Action item:
Please return every line from the entries that has the string "positive" in it.

Data under study:
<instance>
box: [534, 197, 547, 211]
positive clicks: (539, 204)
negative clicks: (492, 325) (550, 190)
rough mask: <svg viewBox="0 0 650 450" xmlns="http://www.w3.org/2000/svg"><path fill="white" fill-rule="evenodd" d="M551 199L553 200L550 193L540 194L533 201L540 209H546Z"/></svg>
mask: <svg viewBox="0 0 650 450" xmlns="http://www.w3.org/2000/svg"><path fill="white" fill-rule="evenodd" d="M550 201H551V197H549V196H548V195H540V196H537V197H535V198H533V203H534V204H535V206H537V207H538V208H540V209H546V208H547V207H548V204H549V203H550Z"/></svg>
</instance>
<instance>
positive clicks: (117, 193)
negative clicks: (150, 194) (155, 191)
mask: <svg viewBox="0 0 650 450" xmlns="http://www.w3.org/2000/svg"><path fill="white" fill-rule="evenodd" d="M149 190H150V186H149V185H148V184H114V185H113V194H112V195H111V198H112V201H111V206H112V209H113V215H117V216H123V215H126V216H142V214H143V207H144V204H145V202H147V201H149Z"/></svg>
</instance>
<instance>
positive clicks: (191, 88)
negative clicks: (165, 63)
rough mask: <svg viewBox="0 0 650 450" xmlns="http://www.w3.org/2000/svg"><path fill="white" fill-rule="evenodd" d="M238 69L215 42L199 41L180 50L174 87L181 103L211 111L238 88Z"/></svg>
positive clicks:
...
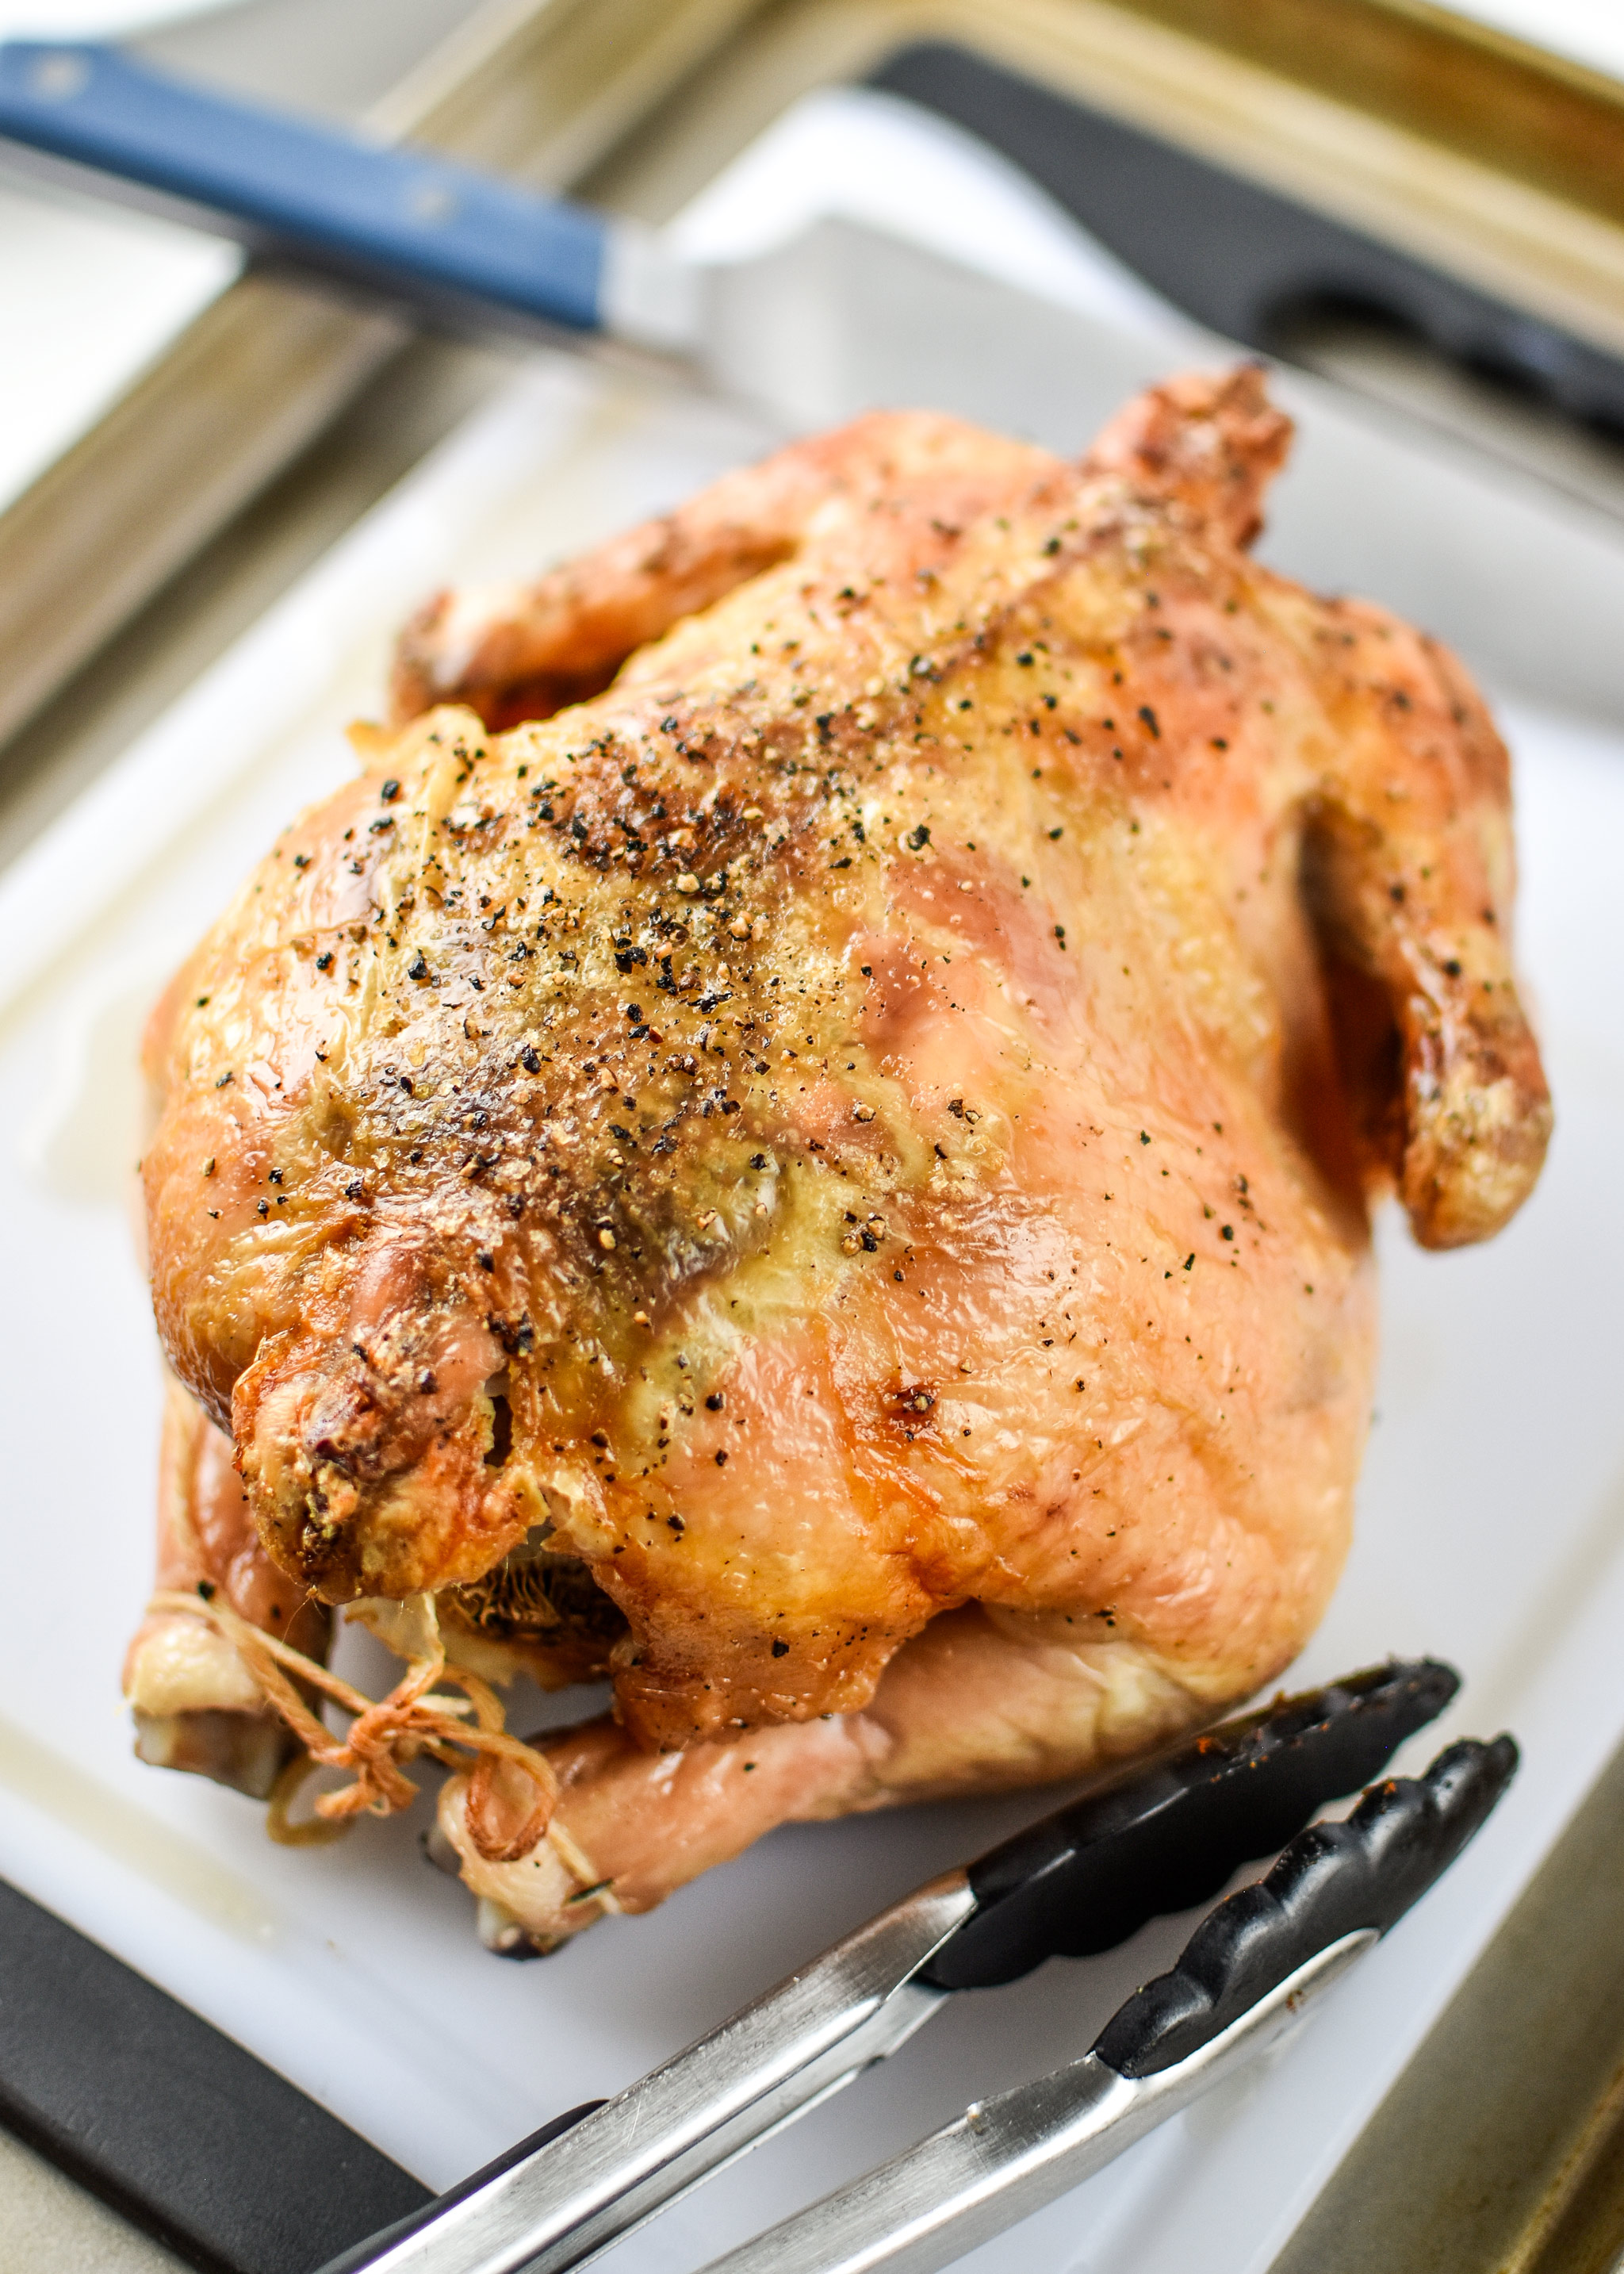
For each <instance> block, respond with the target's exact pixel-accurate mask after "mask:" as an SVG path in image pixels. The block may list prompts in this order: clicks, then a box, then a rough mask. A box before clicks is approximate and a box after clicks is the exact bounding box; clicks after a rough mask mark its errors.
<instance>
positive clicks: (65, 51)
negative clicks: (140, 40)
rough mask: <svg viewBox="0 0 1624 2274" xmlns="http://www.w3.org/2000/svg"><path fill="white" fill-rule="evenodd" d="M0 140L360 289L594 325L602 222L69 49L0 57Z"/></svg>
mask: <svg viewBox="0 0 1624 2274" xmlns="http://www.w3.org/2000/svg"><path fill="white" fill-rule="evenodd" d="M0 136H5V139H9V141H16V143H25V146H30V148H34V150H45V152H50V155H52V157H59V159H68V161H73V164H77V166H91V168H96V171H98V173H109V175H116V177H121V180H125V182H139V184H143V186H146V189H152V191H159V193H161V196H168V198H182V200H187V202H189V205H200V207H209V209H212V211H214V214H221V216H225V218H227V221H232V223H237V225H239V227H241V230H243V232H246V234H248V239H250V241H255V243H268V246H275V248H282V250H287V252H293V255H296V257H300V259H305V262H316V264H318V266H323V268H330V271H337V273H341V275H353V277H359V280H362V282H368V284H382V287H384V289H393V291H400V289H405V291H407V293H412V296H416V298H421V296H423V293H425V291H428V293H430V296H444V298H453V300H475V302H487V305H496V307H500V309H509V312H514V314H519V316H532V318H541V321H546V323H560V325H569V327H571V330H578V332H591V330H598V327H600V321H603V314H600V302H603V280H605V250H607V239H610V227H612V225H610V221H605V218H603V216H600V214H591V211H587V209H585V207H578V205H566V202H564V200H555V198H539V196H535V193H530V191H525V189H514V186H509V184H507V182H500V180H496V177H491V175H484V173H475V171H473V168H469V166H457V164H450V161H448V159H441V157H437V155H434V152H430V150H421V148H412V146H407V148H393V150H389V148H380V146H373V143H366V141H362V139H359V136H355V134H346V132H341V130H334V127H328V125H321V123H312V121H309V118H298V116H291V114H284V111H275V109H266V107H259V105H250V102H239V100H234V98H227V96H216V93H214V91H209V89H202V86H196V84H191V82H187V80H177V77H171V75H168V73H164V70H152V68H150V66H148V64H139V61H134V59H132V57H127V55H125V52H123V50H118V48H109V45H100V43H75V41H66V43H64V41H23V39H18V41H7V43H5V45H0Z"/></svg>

Solution to this problem:
positive clicks: (539, 204)
positive clicks: (117, 193)
positive clicks: (191, 88)
positive clicks:
positive clicks: (65, 51)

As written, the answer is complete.